Task to complete: Rewrite the material below, changing each "one pin per instance" to "one pin for each instance" and keeping everything else the same. Omit the pictures from your version.

Extracted records:

** START **

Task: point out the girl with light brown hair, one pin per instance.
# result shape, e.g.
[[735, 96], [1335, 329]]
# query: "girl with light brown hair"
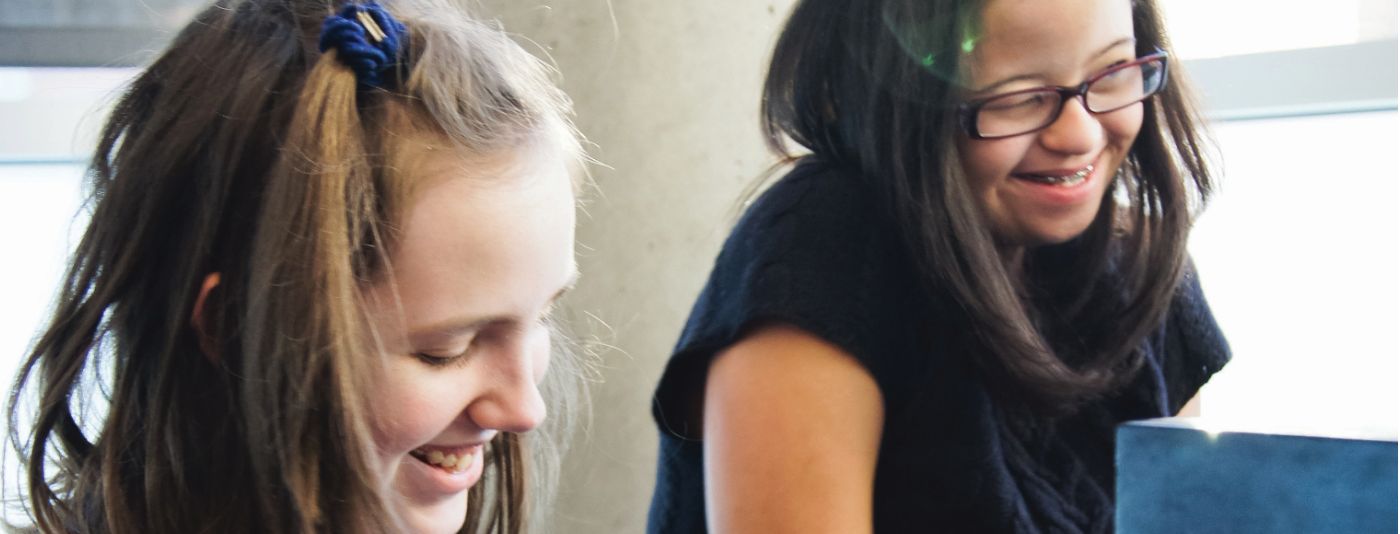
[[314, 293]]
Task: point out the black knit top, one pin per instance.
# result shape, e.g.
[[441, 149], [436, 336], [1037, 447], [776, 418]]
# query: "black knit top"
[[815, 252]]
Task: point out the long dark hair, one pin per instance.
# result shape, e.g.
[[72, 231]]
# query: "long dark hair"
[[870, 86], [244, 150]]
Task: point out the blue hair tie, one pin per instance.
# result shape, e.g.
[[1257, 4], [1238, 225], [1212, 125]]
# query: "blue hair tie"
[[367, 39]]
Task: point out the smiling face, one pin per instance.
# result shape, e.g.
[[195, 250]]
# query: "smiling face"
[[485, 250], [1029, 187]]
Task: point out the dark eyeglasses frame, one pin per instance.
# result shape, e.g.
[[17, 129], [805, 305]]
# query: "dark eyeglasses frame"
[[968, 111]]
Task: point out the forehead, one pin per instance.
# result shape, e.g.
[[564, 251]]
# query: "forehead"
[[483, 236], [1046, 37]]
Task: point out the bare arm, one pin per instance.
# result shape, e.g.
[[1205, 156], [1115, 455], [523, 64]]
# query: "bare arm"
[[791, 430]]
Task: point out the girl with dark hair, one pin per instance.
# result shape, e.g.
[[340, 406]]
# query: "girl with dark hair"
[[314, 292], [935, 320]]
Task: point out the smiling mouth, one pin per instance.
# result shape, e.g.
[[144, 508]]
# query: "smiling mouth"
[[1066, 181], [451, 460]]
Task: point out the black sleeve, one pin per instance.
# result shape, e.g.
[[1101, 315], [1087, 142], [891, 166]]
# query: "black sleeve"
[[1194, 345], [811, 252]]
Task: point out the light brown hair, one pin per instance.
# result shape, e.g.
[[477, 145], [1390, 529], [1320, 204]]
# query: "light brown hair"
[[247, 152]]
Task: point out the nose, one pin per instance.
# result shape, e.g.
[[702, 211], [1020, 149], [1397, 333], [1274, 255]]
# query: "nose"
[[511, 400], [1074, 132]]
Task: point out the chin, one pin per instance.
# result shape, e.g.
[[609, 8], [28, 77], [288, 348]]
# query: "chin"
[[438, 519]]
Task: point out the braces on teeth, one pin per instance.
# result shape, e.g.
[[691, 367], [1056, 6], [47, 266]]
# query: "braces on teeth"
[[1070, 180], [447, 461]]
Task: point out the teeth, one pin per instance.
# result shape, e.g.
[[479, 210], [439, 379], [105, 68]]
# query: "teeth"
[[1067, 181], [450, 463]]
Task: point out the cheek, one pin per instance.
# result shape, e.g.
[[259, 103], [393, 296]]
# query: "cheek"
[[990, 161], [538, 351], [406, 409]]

** END **

Exercise answer:
Task: point out the girl with light brown hair, one pin for each instance.
# result shape, e.g.
[[735, 96], [1335, 329]]
# query: "girl with light brown hair"
[[314, 293]]
Task: point out the black knit top, one pin for each instance.
# result shape, e.g.
[[441, 149], [436, 336], [1037, 447], [776, 418]]
# query: "black knit top"
[[815, 252]]
Task: point out the long dark hair, one pin for each instance.
# result shape, e.g.
[[72, 231]]
# query: "long dark hair"
[[870, 86], [244, 150]]
Task: point out the blue hair tie, one pin for each instance.
# result shape, e.g.
[[1257, 4], [1238, 225], [1212, 125]]
# query: "blue hair tie"
[[367, 39]]
Task: point out the smiling face, one pin for each instance.
# result shape, e.g.
[[195, 250]]
# query: "smiling face"
[[485, 250], [1029, 187]]
Task: point out the dark eyeglasses frame, one pin for each instance.
# result shape, e.g.
[[17, 129], [805, 305]]
# query: "dark eyeglasses frame"
[[968, 111]]
Task: point out the forehead, one pin for each instance.
# result shape, e.g.
[[564, 251]]
# query: "forehead"
[[483, 236], [1046, 37]]
Task: point out the bare arm, one pin for each instance.
# result shape, e.g.
[[1205, 156], [1115, 455], [523, 64]]
# query: "bare arm"
[[791, 430]]
Task: point out the girl with dark hair, one pin for each instance.
# result shape, e.g.
[[340, 406]]
# query: "girl with dark hair"
[[314, 292], [935, 320]]
Task: point out the smiling mouth, one pin for each instance.
# result shape, e.g.
[[144, 508]]
# query: "smiling mouth"
[[1066, 181], [451, 460]]
Task: point out the black sleeve, one pin for each instance.
# result shape, e.g.
[[1101, 315], [1087, 142], [891, 166]]
# query: "black sleeve"
[[1194, 345], [811, 252]]
Task: point out the light brown hair, one pin for each instance.
# result shape, e.g.
[[477, 145], [1390, 529], [1320, 204]]
# query: "light brown hair"
[[247, 152]]
Task: point out the nose, one pin for each instance.
# result shape, e.g.
[[702, 211], [1020, 149], [1397, 333], [1274, 255]]
# query: "nose"
[[511, 400], [1074, 132]]
Task: point out the chin, one pin for each instance.
# result shape, e.g.
[[609, 8], [28, 77], [288, 348]]
# query: "chin"
[[438, 519]]
Task: point out the braces on teeth, one pin for each instance.
# result shape, e.g.
[[691, 367], [1056, 6], [47, 266]]
# query: "braces on teeth"
[[1070, 180], [447, 461]]
Task: point out the teeth, one pin for each instance.
# result shape, e.g.
[[479, 210], [439, 379], [105, 68]]
# query: "teeth"
[[1067, 181], [450, 463]]
Task: point out the cheek, one pin for each instance.
# result shape, e.g.
[[259, 103], [393, 296]]
# query: "cheek"
[[990, 161], [538, 351], [406, 409]]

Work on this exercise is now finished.